**Source document:**
--
The Slovak Tennis Federation (STZ) on February 14 confirmed the two-year ban imposed on Slovak tennis player Karol Beck by the International Tennis Federation (ITF).
Beck, 23, tested positive for the banned steroid clenbuterol during Slovakia's Davis Cup semi-final win over Argentina in September 2005, the TASR news wire wrote.
Slovakia defeated Argentine 4-1, with Beck winning both his singles and his doubles encounters, to go through to the final round against Croatia. While Beck's individual performances will be wiped out because of the doping result, Slovakia's victory stands.
The ban is valid even within Slovakia, announced STZ head Tibor Macko, who added that he still believes that Beck is innocent.
"We believe that Karol Beck didn't take the anabolic agent clenbuterol intentionally. The STZ will do everything it can to ensure that Beck returns to the game as soon as possible after the ban ends," the STZ said in a statement.
Beck, 85th in the ATP rankings, said he believed that an acquaintance spiked his drinks in a nightclub in Bratislava on the night of September 16, 2005, shortly before the doping test was carried out.
He denied having knowingly taken clenbuterol, and said he may have tested positive because he took his mother's medicine by mistake, the news wire wrote.
"This is not a doping scandal, because I have never taken drugs and I never will," Beck said, adding that he intends to appeal the ITF decision.
"Success cannot be forgiven in Slovakia. A certain person has hurt Slovak tennis, the Slovak Davis Cup team and, most of all, my son," added Beck's father, Karol Beck senior, who appeared alongside his son at the news conference.
Beck's family has already launched legal action against a person whose name has not been revealed. "A week before the Davis Cup final between Slovakia and Croatia, I met the head of the Slovak Information Service (SIS), Ladislav Pittner, to ask him what to do in this case," Beck told TASR.
--
**What this task involves:** In the report on Karol Beck's ban, why does Beck say this is not a doping scandal?

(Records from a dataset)
--
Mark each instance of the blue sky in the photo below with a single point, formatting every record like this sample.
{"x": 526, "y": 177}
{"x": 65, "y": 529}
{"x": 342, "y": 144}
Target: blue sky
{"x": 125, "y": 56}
--
**Answer:** Beck says it is not a doping scandal because he has never taken drugs and never will.